• [QUOTED PASSAGE]
________________________

The coronavirus crisis will have an even bigger negative impact on the global economy than initially thought, the IMF said on Wednesday, warning that government deficits were set to soar as a result.
The global economy will shrink by 4.9 per cent in 2020, the IMF said, a downward revision of 1.9 percentage points from its last forecasts in April.
The crisis has so far cost governments around the world more than $10tn in lost revenues and support measures such as additional spending, business loans and guarantees, the fund estimated. As a consequence global public debt is expected to hit a record 101 per cent of gross domestic product this year, up 19 percentage points year on year, it warned.
The global economy is experiencing “a large adverse aggregate demand shock from social distancing and lockdowns, as well as a rise in precautionary savings”, the IMF said. In addition, the fund noted that “investment is expected to be subdued as firms defer capital expenditures amid high uncertainty”.
By the end of next year global GDP is set to be 6.5 percentage points smaller than it was at the start of 2020, the fund said.
In April the IMF said 2020 would be the worst global economic contraction since the Great Depression of the 1930s, and estimated that advanced economies’ GDP would be left 5 percentage points lower than pre-coronavirus forecasts, even after a sharp recovery in 2021.
Advanced economies — notably the US and European countries — will bear the brunt of the damage. They are expected to shrink by 8 per cent this year, a steeper contraction than the 6 per cent estimated by the fund in April. Emerging economies will shrink by 3 per cent — far more than the 1 per cent contraction it forecast in April.
The biggest downgrade was for France, which is expected to shrink by 12.5 per cent this year — over 5 percentage points more than forecast in April — closely followed by Spain, with a 4.8 percentage point downgrade taking its forecast contraction to 12.8 per cent.

________________________

• [DATASET EXCERPT]
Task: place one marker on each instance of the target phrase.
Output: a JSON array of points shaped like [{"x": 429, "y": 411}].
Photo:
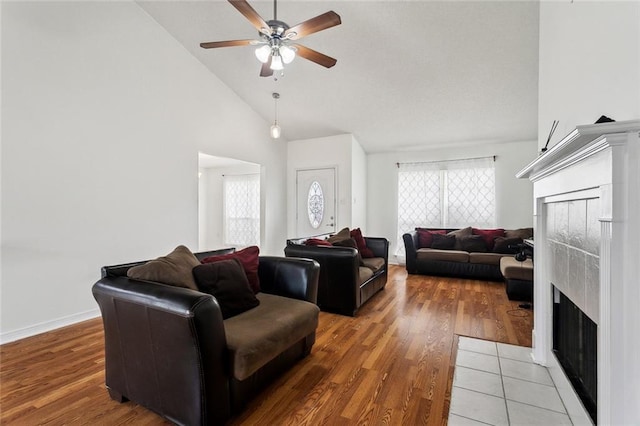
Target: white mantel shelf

________________________

• [WORK INSTRUCTIONS]
a) Answer these from the article on the IMF's economic forecast:
(i) By what percentage will the global economy shrink in 2020?
(ii) What share of gross domestic product is global public debt expected to reach this year?
(iii) Which country received the biggest downgrade?
b) Update the article on the IMF's economic forecast, starting with "The coronavirus crisis" and going on through "forecasts in April.", and put "projections" in place of "forecasts".
The material was taken from a different source than the article.

• [ANSWERS FOR THE TASKS]
a)
(i) 4.9 per cent.
(ii) A record 101 per cent of GDP.
(iii) France.

b)
The coronavirus crisis will have an even bigger negative impact on the global economy than initially thought, the IMF said on Wednesday, warning that government deficits were set to soar as a result.
The global economy will shrink by 4.9 per cent in 2020, the IMF said, a downward revision of 1.9 percentage points from its last projections in April.